Problem 1:
From the abstract below on cognitive assessments in Alzheimer's disease, list the key points of decision that can be tracked by determining where patients are in the disease continuum.
Problem 2:
Extend the abstract below on cognitive assessments in Alzheimer's disease, picking up after its final sentence.

Passage to read:
Cognitive assessments are essential for diagnosis and treatment of Alzheimers disease

13th World congress on Alzheimers and Dementia
December 06-07, 2018 Amsterdam, Netherlands

Susan Crowson

CDP, Dementia Specialist, Memphis TN, USA

ScientificTracks Abstracts: J Neurol Neurosci

DOI: 10.21767/2471-8548-C1-002


Comprehensive cognitive assessments are essential for accurate diagnosis and treatment of Alzheimer’s disease (AD). Patients, with their family caregivers, are given an opportunity to see inside the disease process; to understand Alzheimer’s disease is to understand the course of their life. Globally, the number of people living with dementia affects 50 million and 5.7 million in the US. AD is neurodegenerative, terminal illness and a disease. Cognitive assessments are the key element for proper diagnosis, proper planning, care and prognosis of AD. Because an assessment requires input from a person(s) who knows the patient well, family caregivers provide insights and evidence of how AD is affecting the patient while each patient’s expression is unique, AD has a predictable progression/digression. By determining where patients are in the disease continuum, four key points of decision can be tracked: diagnosis and primary medical care, eligibility and referral for Alzheimer’s clinical trials, safety/ risk for preventable emergency medical treatment, and status of dependence with corresponding level of care. In a 4-year grant-funded outpatient clinic, 550 patients were referred by their primary care provider or neurologist for a memory screening; average age was 72. Tools used for patients are mini-mental status examination (MMSE-2: EV) and Montreal cognitive assessment (MoCA v7.0and tools used for family caregivers are quick dementia rating system (QDRS) and patient symptom checklist (based on the global deterioration scale). The assessment was the key element used to clarify/verify an AD diagnosis and treatment plan for patient and family caregivers.

Information:
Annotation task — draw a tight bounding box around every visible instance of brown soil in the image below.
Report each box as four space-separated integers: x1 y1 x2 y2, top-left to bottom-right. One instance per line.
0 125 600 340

---

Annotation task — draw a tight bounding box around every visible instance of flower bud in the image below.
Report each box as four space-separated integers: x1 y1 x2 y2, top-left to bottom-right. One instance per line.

Task response 1:
- Diagnosis and primary medical care
- Eligibility and referral for Alzheimer's clinical trials
- Safety/risk for preventable emergency medical treatment
- Status of dependence with corresponding level of care

Task response 2:
Susan Crowson is a Certified Dementia Practitioner with over 12 years’ of experience in developing systematic approaches to recognize and identify loss and behaviours due to dementia. She is the Dementia Specialist for the Neurology Clinic in Memphis TN providing comprehensive cognitive assessments and a Certified Testing Administrator for Alzheimer’s clinical trials. She was Manager of Baptist Memorial Healthcare Corporation Memory Care Center, an outpatient memory screening clinic, and Director of Programs and Advocacy at the Alzheimer's Association Mid-South Chapter. She provided testimony for the National Alzheimer's Plan Advisory Council in Washington, DC. She is Guest Speaker for conferences and teaches about Dementia to clinical staff and families. In addition to her professional experience, she was primary Caregiver for her father who died with Alzheimer's disease in 2010.